What to work on
Which lines of the records contain the word "ferris"? Show each of them.

>>>

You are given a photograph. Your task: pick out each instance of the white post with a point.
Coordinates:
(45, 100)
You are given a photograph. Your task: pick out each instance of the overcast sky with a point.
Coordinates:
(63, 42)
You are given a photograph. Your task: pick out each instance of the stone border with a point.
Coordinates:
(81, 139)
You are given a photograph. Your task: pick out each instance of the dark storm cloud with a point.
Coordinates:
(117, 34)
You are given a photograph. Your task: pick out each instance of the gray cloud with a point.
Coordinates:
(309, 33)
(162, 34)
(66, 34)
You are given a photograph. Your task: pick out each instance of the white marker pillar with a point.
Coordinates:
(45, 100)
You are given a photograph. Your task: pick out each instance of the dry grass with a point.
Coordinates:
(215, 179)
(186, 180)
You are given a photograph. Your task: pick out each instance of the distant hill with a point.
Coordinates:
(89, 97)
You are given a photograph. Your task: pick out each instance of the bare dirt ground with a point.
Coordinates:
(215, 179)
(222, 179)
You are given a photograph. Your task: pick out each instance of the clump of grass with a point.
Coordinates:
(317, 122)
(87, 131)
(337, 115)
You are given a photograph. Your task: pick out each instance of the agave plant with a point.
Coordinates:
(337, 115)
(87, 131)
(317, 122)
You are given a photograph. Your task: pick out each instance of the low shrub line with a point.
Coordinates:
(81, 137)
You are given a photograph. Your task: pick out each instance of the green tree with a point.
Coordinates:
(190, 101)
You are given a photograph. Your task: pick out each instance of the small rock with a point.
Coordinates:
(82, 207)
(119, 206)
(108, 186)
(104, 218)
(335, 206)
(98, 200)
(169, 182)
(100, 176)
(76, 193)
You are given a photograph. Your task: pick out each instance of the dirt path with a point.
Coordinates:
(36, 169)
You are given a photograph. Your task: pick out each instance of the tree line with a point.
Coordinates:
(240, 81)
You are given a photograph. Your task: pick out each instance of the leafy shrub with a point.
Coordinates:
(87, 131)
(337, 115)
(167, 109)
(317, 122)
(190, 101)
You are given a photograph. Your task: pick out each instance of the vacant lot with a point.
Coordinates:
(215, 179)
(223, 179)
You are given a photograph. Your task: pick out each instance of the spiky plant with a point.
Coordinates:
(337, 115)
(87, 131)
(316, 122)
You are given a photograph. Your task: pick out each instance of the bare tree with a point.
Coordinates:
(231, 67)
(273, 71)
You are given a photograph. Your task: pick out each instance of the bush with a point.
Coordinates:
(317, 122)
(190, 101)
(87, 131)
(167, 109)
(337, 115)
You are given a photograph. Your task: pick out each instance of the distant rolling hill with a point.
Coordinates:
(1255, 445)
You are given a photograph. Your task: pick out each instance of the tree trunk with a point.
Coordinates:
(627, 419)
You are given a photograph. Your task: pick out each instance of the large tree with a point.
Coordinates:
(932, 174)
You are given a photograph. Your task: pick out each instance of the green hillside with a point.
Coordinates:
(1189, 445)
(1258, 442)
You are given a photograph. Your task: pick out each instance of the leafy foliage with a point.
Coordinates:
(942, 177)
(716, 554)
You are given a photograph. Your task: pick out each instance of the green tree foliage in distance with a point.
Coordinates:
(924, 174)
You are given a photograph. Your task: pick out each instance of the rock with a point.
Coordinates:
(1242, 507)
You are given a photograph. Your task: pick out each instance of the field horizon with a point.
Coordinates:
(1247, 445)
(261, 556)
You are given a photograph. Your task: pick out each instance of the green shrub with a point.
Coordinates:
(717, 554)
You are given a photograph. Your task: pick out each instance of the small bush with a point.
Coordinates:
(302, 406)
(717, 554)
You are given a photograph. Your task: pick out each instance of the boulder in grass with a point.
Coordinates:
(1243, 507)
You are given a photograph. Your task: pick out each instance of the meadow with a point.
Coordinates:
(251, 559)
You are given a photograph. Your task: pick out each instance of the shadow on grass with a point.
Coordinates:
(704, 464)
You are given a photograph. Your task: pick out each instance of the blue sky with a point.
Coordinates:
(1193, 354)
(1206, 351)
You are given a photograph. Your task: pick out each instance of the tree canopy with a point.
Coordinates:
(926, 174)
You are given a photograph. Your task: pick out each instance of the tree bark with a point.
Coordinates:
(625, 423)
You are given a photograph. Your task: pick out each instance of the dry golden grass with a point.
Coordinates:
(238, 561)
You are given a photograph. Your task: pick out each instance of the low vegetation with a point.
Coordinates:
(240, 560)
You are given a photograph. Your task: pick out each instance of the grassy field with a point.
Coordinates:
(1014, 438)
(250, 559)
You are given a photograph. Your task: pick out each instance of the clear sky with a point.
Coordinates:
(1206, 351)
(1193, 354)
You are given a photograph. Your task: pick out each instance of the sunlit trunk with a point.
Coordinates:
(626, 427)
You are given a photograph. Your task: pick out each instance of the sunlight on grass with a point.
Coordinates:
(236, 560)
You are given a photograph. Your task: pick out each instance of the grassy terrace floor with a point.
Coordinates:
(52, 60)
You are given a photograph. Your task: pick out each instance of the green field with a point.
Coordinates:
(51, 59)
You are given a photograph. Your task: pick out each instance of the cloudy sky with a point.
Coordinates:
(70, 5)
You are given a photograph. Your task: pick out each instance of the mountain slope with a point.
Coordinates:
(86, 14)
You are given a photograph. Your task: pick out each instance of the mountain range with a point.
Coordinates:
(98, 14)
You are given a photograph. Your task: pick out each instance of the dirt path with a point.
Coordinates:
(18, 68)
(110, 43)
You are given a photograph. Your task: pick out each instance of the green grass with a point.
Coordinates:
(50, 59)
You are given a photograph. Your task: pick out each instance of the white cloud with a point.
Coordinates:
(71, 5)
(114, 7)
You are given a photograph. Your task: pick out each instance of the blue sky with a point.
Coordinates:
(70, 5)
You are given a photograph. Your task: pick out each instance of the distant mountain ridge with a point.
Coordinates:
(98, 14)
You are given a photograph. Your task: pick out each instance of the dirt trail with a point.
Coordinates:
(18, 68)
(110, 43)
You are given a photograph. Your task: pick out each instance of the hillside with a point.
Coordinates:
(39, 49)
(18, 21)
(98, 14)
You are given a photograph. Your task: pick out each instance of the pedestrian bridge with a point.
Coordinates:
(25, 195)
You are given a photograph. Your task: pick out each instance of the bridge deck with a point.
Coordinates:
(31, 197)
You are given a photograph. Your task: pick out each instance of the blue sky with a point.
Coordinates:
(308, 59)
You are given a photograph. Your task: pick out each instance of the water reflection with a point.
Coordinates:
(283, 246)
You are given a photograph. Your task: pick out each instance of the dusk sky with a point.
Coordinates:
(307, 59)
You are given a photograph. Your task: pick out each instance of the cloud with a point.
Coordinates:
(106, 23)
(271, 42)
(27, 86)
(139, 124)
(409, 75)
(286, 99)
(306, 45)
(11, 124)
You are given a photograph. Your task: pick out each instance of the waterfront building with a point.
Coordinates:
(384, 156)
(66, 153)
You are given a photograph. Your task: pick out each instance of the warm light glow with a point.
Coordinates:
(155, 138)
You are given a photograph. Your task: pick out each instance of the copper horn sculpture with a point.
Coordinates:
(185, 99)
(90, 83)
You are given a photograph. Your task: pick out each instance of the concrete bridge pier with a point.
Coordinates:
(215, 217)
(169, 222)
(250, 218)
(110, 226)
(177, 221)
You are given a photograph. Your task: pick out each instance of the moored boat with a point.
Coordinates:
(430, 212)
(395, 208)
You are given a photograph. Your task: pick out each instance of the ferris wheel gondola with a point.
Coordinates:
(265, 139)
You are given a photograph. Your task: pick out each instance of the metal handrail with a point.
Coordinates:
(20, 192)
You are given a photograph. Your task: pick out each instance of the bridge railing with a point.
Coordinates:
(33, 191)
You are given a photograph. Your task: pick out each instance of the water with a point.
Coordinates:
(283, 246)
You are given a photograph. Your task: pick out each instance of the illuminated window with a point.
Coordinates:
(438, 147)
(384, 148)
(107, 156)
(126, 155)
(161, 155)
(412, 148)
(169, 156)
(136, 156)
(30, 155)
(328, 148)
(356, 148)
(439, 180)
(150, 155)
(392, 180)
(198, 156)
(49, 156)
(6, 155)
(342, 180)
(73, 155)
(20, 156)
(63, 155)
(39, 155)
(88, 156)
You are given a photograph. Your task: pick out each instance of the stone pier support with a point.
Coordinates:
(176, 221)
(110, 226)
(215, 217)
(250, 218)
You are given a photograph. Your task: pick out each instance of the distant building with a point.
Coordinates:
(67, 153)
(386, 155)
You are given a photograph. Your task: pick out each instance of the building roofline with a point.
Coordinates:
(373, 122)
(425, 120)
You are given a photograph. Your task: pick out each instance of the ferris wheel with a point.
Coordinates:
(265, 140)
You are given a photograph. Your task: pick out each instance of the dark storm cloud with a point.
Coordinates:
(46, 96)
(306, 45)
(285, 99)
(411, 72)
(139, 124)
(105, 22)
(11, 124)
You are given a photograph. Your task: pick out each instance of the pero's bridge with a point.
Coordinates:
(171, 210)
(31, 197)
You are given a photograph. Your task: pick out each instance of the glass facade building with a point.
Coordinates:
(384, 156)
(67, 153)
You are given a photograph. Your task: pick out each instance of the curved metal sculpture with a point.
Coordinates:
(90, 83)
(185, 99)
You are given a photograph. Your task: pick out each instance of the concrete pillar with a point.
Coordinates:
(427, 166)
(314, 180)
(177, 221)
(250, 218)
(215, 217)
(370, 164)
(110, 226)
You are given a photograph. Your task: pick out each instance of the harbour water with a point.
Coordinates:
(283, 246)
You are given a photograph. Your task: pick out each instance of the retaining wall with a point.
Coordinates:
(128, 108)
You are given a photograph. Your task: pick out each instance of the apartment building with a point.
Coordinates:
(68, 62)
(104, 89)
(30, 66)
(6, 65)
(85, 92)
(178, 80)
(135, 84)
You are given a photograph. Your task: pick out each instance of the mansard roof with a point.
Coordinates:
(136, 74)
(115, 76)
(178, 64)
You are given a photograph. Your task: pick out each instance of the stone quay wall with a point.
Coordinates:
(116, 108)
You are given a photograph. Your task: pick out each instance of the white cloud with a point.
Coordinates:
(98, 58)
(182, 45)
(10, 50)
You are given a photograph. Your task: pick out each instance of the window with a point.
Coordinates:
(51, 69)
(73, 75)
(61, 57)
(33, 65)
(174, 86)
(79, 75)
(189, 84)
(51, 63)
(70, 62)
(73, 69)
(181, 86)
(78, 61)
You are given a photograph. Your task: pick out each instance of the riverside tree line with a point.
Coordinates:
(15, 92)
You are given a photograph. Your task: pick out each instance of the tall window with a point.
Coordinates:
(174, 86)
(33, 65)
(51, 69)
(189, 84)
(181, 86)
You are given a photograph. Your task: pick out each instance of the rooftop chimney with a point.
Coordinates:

<<<

Response box
You are given a photograph. Your task: pick out each instance of the ferris wheel gondola with a point.
You are given a photograph. Your task: pick out each instance of the ferris wheel with a point.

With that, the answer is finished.